* **WHAT THIS TASK INVOLVES**
Your task is to transcribe all of the data below exactly, omitting the images.

* **RECORDS PROVIDED**

★ ★ ★ ★

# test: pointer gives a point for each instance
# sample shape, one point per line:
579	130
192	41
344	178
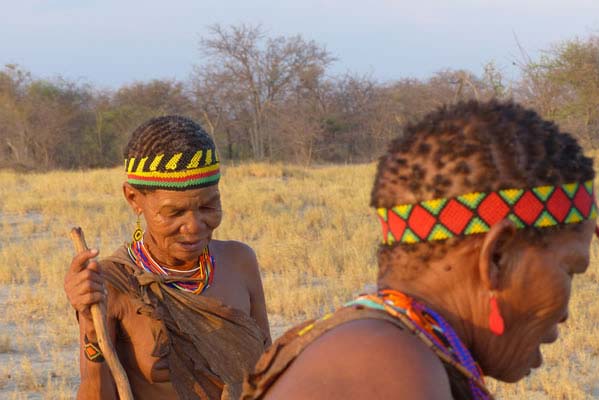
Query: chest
141	342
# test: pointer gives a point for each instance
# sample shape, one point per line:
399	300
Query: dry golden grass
312	230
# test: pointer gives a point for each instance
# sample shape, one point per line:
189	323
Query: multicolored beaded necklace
200	279
432	329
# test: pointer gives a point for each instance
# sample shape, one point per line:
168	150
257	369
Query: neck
164	258
453	294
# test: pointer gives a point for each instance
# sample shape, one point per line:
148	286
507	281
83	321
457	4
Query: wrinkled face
179	224
534	300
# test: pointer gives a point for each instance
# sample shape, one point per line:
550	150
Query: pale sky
111	42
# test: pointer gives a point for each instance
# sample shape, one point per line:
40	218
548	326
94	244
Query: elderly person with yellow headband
487	213
186	312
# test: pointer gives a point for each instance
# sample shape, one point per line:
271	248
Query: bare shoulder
239	256
364	359
238	249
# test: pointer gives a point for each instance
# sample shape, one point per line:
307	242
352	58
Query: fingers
80	260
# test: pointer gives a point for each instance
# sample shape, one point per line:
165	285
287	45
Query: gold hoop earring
138	233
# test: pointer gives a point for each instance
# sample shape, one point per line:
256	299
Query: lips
191	245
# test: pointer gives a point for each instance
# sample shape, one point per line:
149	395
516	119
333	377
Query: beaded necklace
200	278
433	330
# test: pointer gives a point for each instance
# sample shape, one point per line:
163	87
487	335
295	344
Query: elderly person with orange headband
488	213
186	312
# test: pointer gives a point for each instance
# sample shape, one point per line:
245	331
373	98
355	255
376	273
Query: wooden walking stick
99	319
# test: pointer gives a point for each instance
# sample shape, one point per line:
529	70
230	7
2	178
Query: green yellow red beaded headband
179	171
473	213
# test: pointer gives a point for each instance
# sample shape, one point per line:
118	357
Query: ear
494	245
134	197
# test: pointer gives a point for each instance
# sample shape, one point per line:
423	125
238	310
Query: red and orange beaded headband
473	213
180	171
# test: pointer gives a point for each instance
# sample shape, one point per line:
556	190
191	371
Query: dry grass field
312	230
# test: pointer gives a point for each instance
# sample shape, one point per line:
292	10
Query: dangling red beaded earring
496	324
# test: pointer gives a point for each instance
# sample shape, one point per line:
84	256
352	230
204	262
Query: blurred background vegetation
269	98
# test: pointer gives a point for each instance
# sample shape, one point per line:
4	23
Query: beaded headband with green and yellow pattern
473	213
179	171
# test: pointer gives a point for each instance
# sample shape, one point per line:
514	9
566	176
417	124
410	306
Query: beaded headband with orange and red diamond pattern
472	213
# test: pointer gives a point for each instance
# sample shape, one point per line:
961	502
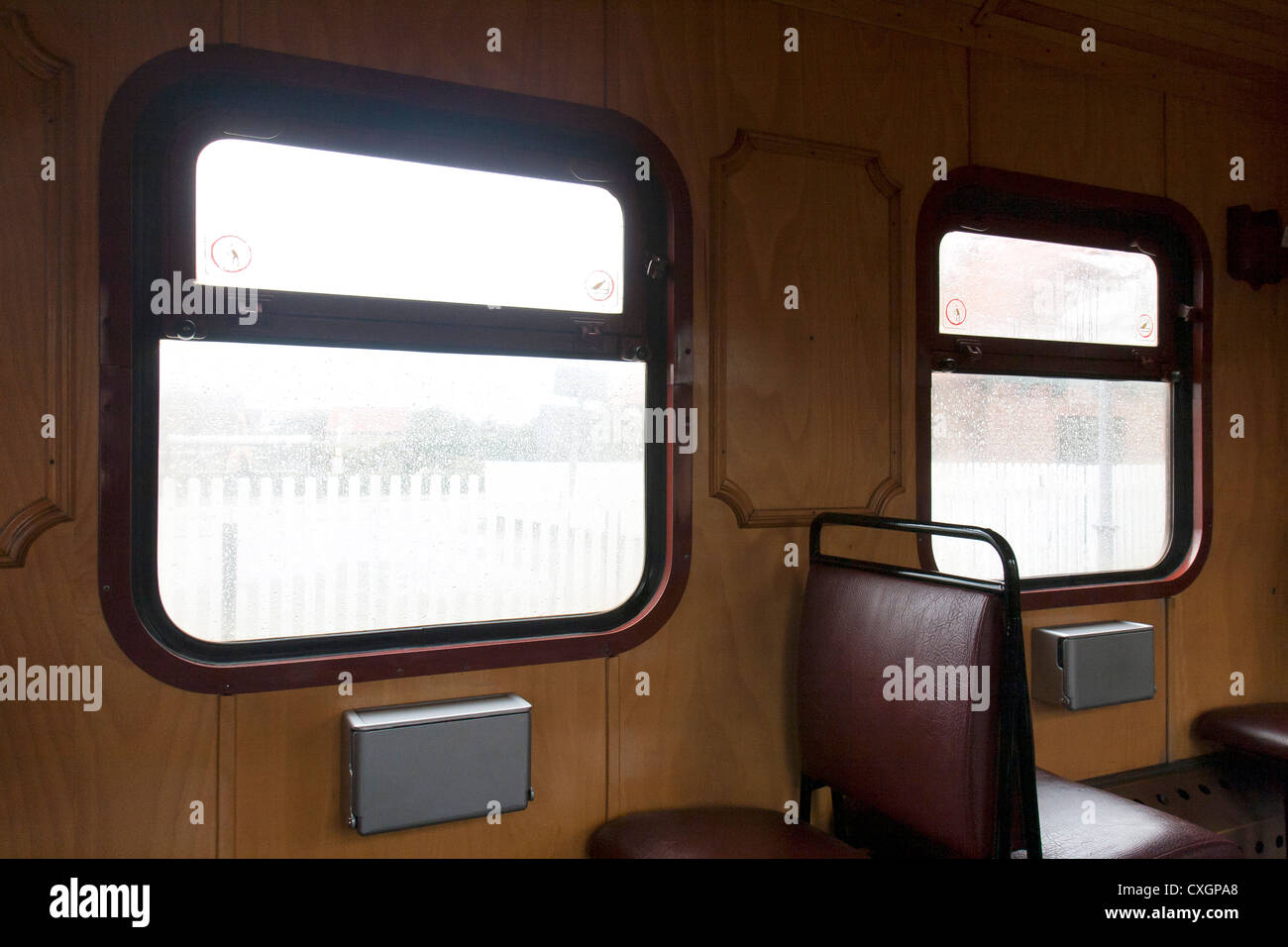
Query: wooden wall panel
1235	615
1038	120
552	48
806	381
37	123
117	781
719	723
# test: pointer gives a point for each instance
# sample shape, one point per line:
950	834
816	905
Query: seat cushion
887	674
713	832
1122	828
1260	728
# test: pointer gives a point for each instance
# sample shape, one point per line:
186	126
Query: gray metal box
1094	664
416	764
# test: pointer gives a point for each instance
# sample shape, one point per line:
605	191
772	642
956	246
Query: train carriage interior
599	431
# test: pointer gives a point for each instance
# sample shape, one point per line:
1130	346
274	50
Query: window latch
590	329
184	330
971	348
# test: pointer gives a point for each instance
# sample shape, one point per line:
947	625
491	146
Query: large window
407	388
1063	344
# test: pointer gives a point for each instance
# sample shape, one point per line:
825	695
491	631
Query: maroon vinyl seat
1260	729
1256	728
945	767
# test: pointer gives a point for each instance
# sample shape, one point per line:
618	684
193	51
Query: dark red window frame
156	125
1019	205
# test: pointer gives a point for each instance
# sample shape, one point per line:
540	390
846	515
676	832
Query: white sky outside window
278	217
313	489
993	286
1074	474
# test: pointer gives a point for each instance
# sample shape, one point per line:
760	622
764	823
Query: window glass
1074	474
279	217
309	489
1028	289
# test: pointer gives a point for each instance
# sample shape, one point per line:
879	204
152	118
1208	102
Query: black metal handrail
1016	763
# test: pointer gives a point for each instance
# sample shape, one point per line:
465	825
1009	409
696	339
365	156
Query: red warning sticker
231	254
954	312
599	285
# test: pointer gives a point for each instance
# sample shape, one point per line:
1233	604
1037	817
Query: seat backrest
923	757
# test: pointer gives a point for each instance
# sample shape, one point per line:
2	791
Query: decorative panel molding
38	275
805	403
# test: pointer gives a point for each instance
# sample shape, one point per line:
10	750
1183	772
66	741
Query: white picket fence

★ ★ ★ ★

* **THE SOLUTION**
# test: pointer gives a point for each instance
# sample shape, one point per line:
579	130
192	41
344	178
Query: chest
141	342
# test: pointer gives a point for each instance
# sample shape, one point per line:
399	300
Query: dry golden grass
312	230
# test: pointer gives a point for each instance
# sample shape, one point per line:
189	323
Query: multicolored beaded necklace
200	279
432	329
# test: pointer gives a point for each instance
# sample shape, one point per line:
168	150
257	369
Query: neck
164	258
453	294
# test: pointer gives a point for each instance
# sample shape, one point per line:
148	286
507	281
83	321
457	4
Query: wrinkled face
179	224
534	300
# test: pointer gives a point for each instance
# sample shape, one point per line:
550	150
Query: pale sky
111	42
# test: pointer gives a point for each instance
# sample shape, one point per line:
40	218
548	326
94	244
Query: elderly person with yellow headband
487	213
186	312
# test: pointer gives a point for each instance
# sample shape, one point per line:
271	248
Query: bare shoulder
239	256
364	359
238	249
# test: pointer gives a point for each instance
# sample shape, one point per line:
307	242
352	58
Query: fingers
80	260
# test: pointer gives a point for each instance
# sample shape, one point per line:
165	285
287	45
Query: gold hoop earring
138	233
# test: pointer gives a point for each instance
# sample shape, one point per line:
256	299
Query: lips
191	245
# test: pointer gives a point for each instance
# sample shape, one point per line:
149	395
516	119
333	377
Query: beaded necklace
200	278
433	330
# test: pointer gives a point for each instance
# sample shape, one point per line:
163	87
487	335
295	344
Query: elderly person with orange headband
488	213
186	312
# test: pointer gives a point for each instance
# sample shape, one point per line:
245	331
373	98
355	255
376	273
Query: wooden walking stick
99	319
# test: pointer gives a point for each instance
# sample shape, one point per line:
529	70
230	7
2	178
Query: green yellow red beaded headband
179	171
473	213
# test: pointer gives a point for each instance
# sample shape, one point per line:
118	357
Query: ear
494	245
134	197
# test: pointer gives a point for each instance
# sample shape, one point per line:
423	125
238	310
Query: red and orange beaded headband
473	213
180	171
# test: pointer gives a point for each instance
# sample shape, one point per line:
556	190
191	371
Query: dry grass field
312	230
# test: pointer gives a point for each instance
# sample shape, one point per line:
292	10
Query: dangling red beaded earring
496	324
# test: pointer gives a point for each instance
# sample shape, one point per line:
84	256
352	230
204	262
Query: blurred background vegetation
269	98
# test: pointer gives a point for each instance
# sample shape, one point per line:
4	23
Query: beaded headband with green and yellow pattern
473	213
179	171
# test: pointer gives a point for each instance
# sample shape, one point per line:
514	9
566	176
417	124
410	306
Query: beaded headband with orange and red diamond pattern
472	213
# test: pointer gives a point for each instance
# sample shape, one point per line:
961	502
Query: wooden wall panel
1235	615
1038	120
552	48
806	381
37	123
117	781
719	723
# test: pointer gives a point for each instance
# sample shape, one point per line:
950	834
816	905
Query: seat cushion
887	674
713	832
1122	828
1260	728
# test: pointer gives a point for each instance
# sample shape, one point per line:
186	126
Query: gray metal box
1094	664
416	764
# test: pointer gives a point for each instance
# sample shape, one point per line:
605	191
772	642
956	246
Query: train carriage interior
599	431
# test: pointer gives a point for each instance
# sample shape, one point per line:
1130	346
274	50
Query: window latch
590	329
184	330
971	348
# test: pointer gives a point for each instance
# sample shape, one point per line:
947	625
491	146
Query: large window
407	388
1063	344
# test: pointer gives a point for each instance
# sample shape, one point per line:
825	695
491	631
Query: maroon vinyl seat
1260	729
1256	728
945	767
# test: pointer gives a point for each instance
# sample shape, one point per line:
618	684
193	51
Query: dark red window frame
156	125
1019	205
# test: pointer gives a point for each instance
# sample shape, one point per line:
540	390
846	515
676	832
Query: white sky outside window
278	217
313	489
993	286
1074	474
# test: pointer gives a point for each instance
# sample shape, one point per line:
760	622
764	823
Query: window glass
1074	474
279	217
309	489
1028	289
# test: pointer gives a point for each instance
# sample shape, one point per line:
879	204
152	118
1208	102
Query: black metal handrail
1016	763
# test: pointer gives a point for each instance
# sample shape, one point per line:
465	825
1009	409
696	339
365	156
Query: red warning sticker
231	254
954	312
599	285
# test: pointer gives a point for each instance
# sample shape, one point per line:
1233	604
1037	817
Query: seat backrest
923	757
# test: pointer gives a point for each instance
# sample shape, one point per line:
2	791
Query: decorative panel molding
38	275
805	403
# test: pointer gives a point for each instance
# sample shape, one point per line:
10	750
1183	772
66	741
Query: white picket fence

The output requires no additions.